Stored records:
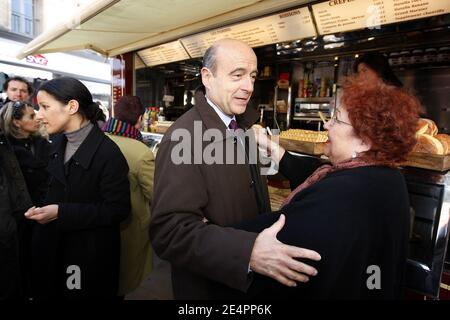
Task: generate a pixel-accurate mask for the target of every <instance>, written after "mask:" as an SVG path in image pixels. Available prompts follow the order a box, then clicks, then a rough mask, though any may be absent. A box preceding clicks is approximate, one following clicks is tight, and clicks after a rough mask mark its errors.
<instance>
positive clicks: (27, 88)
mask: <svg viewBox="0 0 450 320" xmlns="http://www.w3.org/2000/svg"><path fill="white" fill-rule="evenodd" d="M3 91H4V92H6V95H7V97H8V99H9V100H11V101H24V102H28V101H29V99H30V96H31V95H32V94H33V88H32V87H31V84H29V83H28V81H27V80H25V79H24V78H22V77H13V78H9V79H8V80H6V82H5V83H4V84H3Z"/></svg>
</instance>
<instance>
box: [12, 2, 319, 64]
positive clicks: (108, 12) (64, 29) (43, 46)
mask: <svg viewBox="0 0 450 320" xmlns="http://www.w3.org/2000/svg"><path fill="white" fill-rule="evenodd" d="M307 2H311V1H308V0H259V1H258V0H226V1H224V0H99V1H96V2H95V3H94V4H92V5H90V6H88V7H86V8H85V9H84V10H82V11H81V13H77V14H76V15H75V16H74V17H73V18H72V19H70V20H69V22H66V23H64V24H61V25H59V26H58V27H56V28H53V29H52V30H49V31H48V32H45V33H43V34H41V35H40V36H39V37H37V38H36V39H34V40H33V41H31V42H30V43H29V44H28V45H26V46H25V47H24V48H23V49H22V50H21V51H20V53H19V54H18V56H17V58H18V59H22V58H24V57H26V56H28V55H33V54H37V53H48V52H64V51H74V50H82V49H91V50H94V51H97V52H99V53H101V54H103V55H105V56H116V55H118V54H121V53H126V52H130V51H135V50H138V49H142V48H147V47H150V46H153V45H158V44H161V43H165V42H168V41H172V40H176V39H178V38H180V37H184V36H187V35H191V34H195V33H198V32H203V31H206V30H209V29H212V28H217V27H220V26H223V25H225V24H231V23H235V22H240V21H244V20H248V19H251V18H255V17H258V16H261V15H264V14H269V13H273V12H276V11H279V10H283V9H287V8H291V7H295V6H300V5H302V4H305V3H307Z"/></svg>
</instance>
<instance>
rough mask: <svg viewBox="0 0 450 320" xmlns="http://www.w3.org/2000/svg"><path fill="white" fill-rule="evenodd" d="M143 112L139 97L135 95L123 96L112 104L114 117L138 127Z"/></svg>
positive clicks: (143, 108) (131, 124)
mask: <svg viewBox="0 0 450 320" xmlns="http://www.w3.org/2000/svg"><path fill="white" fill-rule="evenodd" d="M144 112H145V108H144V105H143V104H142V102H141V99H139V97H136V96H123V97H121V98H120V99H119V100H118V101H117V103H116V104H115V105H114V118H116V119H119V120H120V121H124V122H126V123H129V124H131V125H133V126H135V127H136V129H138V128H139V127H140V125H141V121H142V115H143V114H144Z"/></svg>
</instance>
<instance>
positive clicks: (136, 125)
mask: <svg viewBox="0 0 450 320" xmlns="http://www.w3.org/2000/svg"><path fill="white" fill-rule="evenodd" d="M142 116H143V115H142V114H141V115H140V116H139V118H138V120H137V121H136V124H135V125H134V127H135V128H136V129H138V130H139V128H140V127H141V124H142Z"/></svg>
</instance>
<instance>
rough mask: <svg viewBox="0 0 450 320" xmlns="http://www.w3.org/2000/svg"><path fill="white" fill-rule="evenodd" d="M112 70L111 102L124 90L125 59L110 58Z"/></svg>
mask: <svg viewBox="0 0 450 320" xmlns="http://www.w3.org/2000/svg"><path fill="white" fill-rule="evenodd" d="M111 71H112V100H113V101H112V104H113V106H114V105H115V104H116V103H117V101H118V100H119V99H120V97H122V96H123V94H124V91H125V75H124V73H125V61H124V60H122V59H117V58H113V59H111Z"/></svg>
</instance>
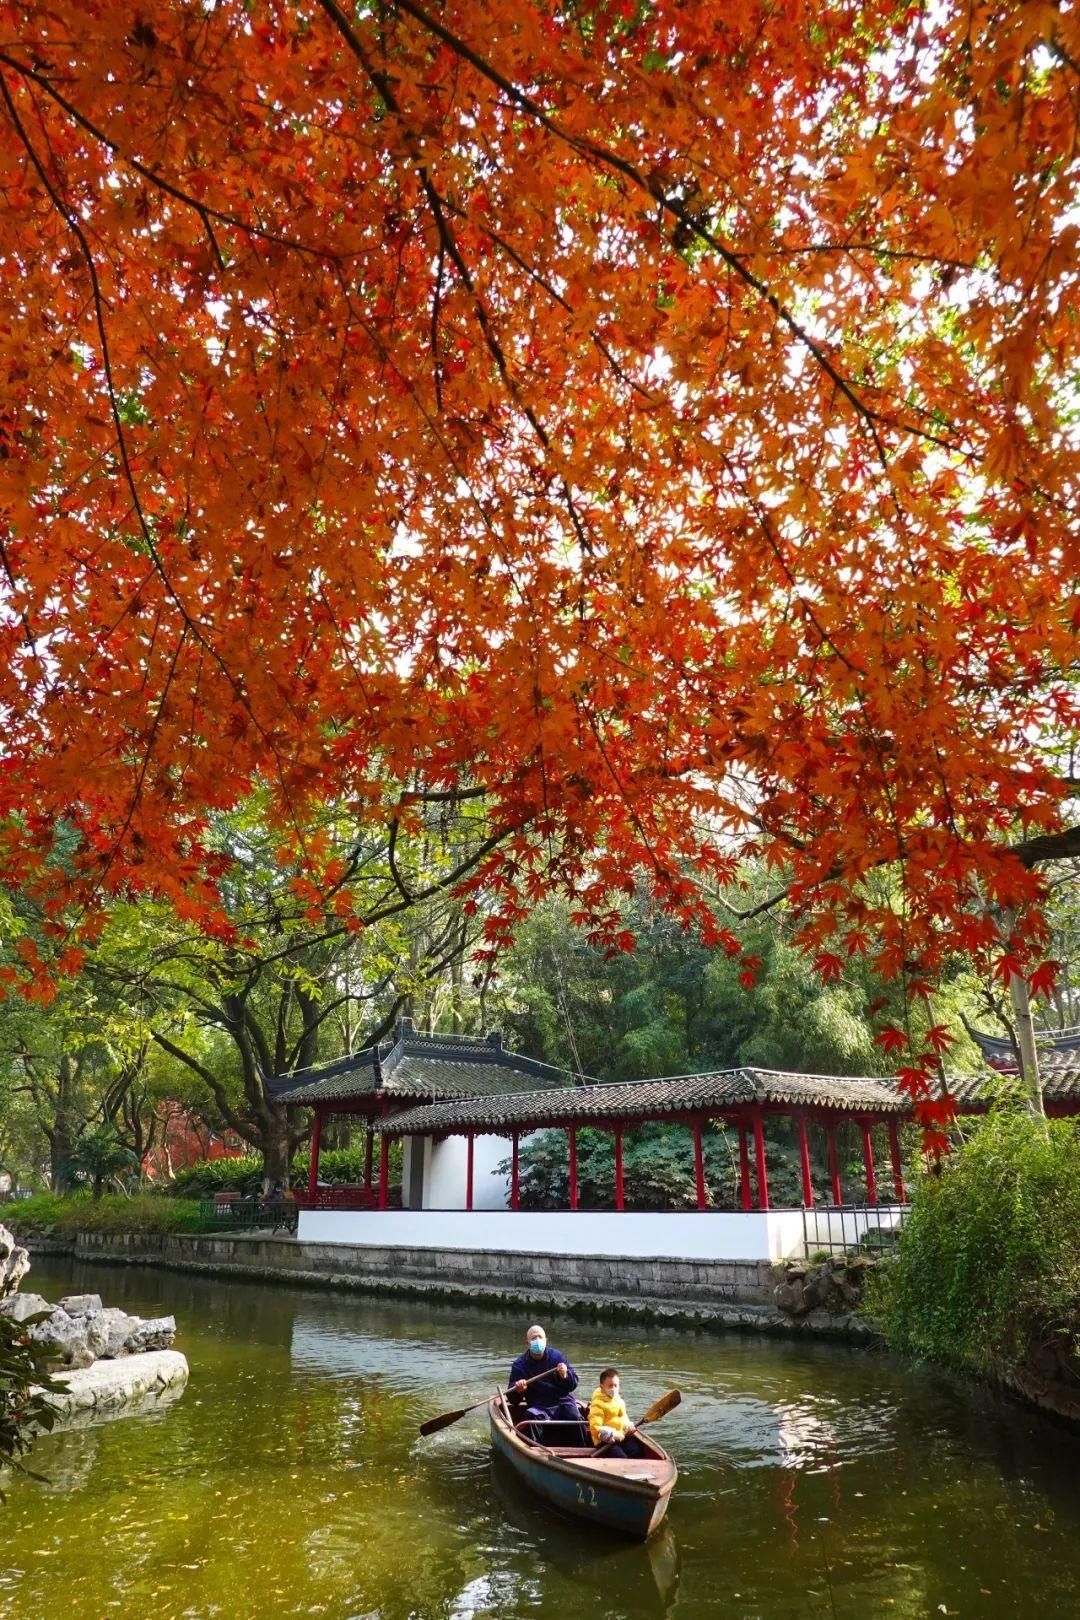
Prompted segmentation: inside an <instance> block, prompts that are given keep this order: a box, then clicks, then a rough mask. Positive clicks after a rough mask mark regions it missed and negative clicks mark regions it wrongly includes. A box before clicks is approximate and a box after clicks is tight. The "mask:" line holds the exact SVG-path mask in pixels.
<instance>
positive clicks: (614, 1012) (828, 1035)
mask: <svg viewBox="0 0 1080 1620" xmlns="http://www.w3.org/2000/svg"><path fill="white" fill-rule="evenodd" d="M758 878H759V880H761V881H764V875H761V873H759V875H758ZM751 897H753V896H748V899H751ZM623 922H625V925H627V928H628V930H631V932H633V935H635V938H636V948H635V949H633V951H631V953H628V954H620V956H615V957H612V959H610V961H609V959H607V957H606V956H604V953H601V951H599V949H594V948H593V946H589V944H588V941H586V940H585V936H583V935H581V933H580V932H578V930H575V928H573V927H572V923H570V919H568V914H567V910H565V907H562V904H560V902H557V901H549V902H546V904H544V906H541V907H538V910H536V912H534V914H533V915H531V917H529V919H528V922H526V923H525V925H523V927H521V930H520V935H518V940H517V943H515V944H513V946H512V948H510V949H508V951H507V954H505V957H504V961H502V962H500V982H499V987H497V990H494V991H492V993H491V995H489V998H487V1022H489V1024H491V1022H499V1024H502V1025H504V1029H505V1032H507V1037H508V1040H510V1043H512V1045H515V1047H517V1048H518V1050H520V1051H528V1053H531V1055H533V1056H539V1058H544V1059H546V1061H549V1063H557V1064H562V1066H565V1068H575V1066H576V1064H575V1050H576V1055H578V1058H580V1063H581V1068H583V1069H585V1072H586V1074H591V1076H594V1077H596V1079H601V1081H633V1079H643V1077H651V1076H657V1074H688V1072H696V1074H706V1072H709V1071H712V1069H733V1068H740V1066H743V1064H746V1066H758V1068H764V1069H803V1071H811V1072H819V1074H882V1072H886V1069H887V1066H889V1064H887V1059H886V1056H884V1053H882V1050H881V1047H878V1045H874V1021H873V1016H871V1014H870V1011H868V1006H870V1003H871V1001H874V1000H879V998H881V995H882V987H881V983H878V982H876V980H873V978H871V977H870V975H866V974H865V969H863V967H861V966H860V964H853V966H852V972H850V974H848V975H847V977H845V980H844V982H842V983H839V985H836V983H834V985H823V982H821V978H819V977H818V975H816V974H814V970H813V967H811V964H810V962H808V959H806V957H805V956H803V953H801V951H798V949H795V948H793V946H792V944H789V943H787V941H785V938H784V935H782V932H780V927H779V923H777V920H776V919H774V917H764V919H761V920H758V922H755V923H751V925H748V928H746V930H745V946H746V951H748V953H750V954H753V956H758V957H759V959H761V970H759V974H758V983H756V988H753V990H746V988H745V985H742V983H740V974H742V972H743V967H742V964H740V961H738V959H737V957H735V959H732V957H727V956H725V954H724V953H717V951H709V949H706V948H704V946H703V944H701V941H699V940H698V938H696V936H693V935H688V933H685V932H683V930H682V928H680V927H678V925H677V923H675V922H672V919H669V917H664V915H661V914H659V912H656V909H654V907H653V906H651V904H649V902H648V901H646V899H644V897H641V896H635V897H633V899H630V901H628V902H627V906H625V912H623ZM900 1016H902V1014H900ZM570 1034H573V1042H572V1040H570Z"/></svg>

Your instructions:
Restate the preceding entries in full, word for word, with the pictures removed.

Response to the task:
Task: generate a pixel-accurate mask for the target of every <instance>, written after "mask:" as an SVG path in image pixels. Available prompts follow the order a box, then clicks, then a rough mask, though any may be absent. A box preceding clicks is approximate, one following clicks is tight, and clicks after a rough mask mark its errors.
<instance>
positive clicks: (27, 88)
mask: <svg viewBox="0 0 450 320" xmlns="http://www.w3.org/2000/svg"><path fill="white" fill-rule="evenodd" d="M3 91H4V92H6V95H7V97H8V99H9V100H11V101H24V102H28V101H29V99H30V96H31V95H32V94H33V88H32V87H31V84H29V83H28V81H27V80H25V79H24V78H22V77H13V78H9V79H8V80H6V82H5V83H4V84H3Z"/></svg>
</instance>
<instance>
box: [12, 2, 319, 64]
positive clicks: (108, 12) (64, 29) (43, 46)
mask: <svg viewBox="0 0 450 320" xmlns="http://www.w3.org/2000/svg"><path fill="white" fill-rule="evenodd" d="M307 2H311V1H308V0H259V1H258V0H226V1H224V0H99V1H96V2H95V3H94V4H92V5H90V6H88V7H86V8H85V9H84V10H82V11H81V13H77V14H76V15H75V16H74V17H73V18H72V19H70V20H69V22H66V23H64V24H61V25H59V26H58V27H56V28H53V29H52V30H49V31H48V32H45V33H43V34H41V35H40V36H39V37H37V38H36V39H34V40H33V41H31V42H30V43H29V44H28V45H26V46H25V47H24V48H23V49H22V50H21V51H20V53H19V54H18V56H17V58H18V59H22V58H24V57H26V56H28V55H33V54H37V53H48V52H64V51H74V50H82V49H91V50H94V51H97V52H99V53H101V54H103V55H105V56H116V55H118V54H121V53H126V52H130V51H135V50H138V49H142V48H147V47H150V46H153V45H158V44H161V43H165V42H168V41H172V40H176V39H178V38H180V37H184V36H187V35H191V34H195V33H198V32H203V31H206V30H209V29H212V28H217V27H220V26H223V25H225V24H231V23H235V22H240V21H244V20H248V19H251V18H255V17H258V16H261V15H264V14H269V13H273V12H276V11H279V10H283V9H287V8H291V7H295V6H300V5H302V4H305V3H307Z"/></svg>
</instance>
<instance>
rough mask: <svg viewBox="0 0 450 320" xmlns="http://www.w3.org/2000/svg"><path fill="white" fill-rule="evenodd" d="M143 112L139 97L135 95L123 96L112 104L114 117L138 127Z"/></svg>
positive clicks: (143, 108) (131, 124)
mask: <svg viewBox="0 0 450 320" xmlns="http://www.w3.org/2000/svg"><path fill="white" fill-rule="evenodd" d="M144 112H145V108H144V105H143V104H142V102H141V99H139V97H136V96H123V97H121V98H120V99H119V100H118V101H117V103H116V104H115V105H114V118H116V119H119V120H120V121H124V122H126V123H129V124H131V125H133V126H135V127H136V129H138V128H139V127H140V125H141V121H142V115H143V114H144Z"/></svg>
</instance>
<instance>
positive clicks: (136, 125)
mask: <svg viewBox="0 0 450 320" xmlns="http://www.w3.org/2000/svg"><path fill="white" fill-rule="evenodd" d="M142 116H143V115H142V114H141V115H140V116H139V118H138V120H137V121H136V124H135V125H134V127H135V128H136V129H138V130H139V128H140V127H141V124H142Z"/></svg>
</instance>
<instance>
rough mask: <svg viewBox="0 0 450 320" xmlns="http://www.w3.org/2000/svg"><path fill="white" fill-rule="evenodd" d="M112 70L111 102L124 90L125 59L110 58Z"/></svg>
mask: <svg viewBox="0 0 450 320" xmlns="http://www.w3.org/2000/svg"><path fill="white" fill-rule="evenodd" d="M111 71H112V100H113V101H112V104H113V106H114V105H115V104H116V103H117V101H118V100H119V99H120V97H122V96H123V94H124V91H125V75H124V73H125V61H124V60H122V59H117V58H113V59H111Z"/></svg>
</instance>
Prompted segmentation: inside an <instance> block, prompts that are given keep this order: a box, then clicks, then a rough mask. Positive clicks after a rough mask mark regions it missed and negative clicks mark regions it wrongly includes. A box before clicks is approximate and a box after clicks is tight. The "mask:" line holds the exact SVG-path mask in pixels.
<instance>
positive clicks: (614, 1012) (828, 1035)
mask: <svg viewBox="0 0 1080 1620" xmlns="http://www.w3.org/2000/svg"><path fill="white" fill-rule="evenodd" d="M758 878H759V880H761V881H764V875H761V873H759V875H758ZM751 897H753V896H748V899H751ZM623 922H625V925H627V928H628V930H631V932H633V935H635V938H636V948H635V949H633V951H631V953H628V954H620V956H615V957H612V959H610V961H609V959H607V957H606V956H604V953H601V951H599V949H594V948H593V946H589V944H588V941H586V940H585V936H583V935H581V933H580V932H578V930H575V928H573V927H572V923H570V919H568V914H567V910H565V907H562V904H560V902H557V901H549V902H546V904H544V906H541V907H538V910H536V912H534V914H533V915H531V917H529V919H528V922H526V923H525V925H523V927H521V930H520V935H518V940H517V943H515V944H513V946H512V948H510V949H508V951H507V954H505V957H504V961H502V962H500V982H499V987H497V990H494V991H492V993H491V995H489V998H487V1022H489V1024H491V1022H499V1024H502V1025H504V1029H505V1032H507V1037H508V1040H510V1043H512V1045H515V1047H517V1048H518V1050H520V1051H528V1053H531V1055H533V1056H539V1058H544V1059H546V1061H549V1063H557V1064H562V1066H565V1068H575V1066H576V1064H575V1050H576V1055H578V1058H580V1063H581V1068H583V1069H585V1072H586V1074H591V1076H594V1077H596V1079H601V1081H633V1079H643V1077H651V1076H657V1074H688V1072H696V1074H706V1072H709V1071H712V1069H733V1068H740V1066H743V1064H746V1066H758V1068H764V1069H803V1071H811V1072H819V1074H882V1072H886V1069H887V1066H889V1064H887V1059H886V1056H884V1053H882V1050H881V1047H878V1045H874V1021H873V1016H871V1014H870V1011H868V1006H870V1003H871V1001H874V1000H879V998H881V995H882V987H881V983H878V982H876V980H873V978H871V977H870V975H866V974H865V969H863V967H861V966H860V964H853V966H852V972H850V974H848V975H847V977H845V980H844V982H842V983H839V985H836V983H834V985H823V982H821V978H819V977H818V975H816V974H814V970H813V967H811V964H810V962H808V959H806V957H805V956H803V953H801V951H798V949H795V948H793V946H792V944H789V943H787V941H785V938H784V935H782V932H780V927H779V923H777V920H776V919H774V917H764V919H761V920H758V922H755V923H751V925H748V928H746V930H745V946H746V951H748V953H750V954H753V956H758V957H759V959H761V970H759V974H758V983H756V988H753V990H746V988H745V985H742V983H740V974H742V972H743V967H742V964H740V961H738V959H737V957H735V959H732V957H727V956H725V954H724V953H717V951H709V949H706V948H704V946H703V944H701V941H699V940H698V938H696V936H693V935H688V933H685V932H683V930H682V928H680V927H678V925H677V923H675V922H672V919H669V917H664V915H661V914H659V912H656V909H654V907H653V906H651V904H649V902H648V901H646V899H644V897H641V896H635V897H633V899H630V901H628V902H627V906H625V912H623ZM900 1016H902V1014H900ZM570 1034H573V1042H572V1040H570Z"/></svg>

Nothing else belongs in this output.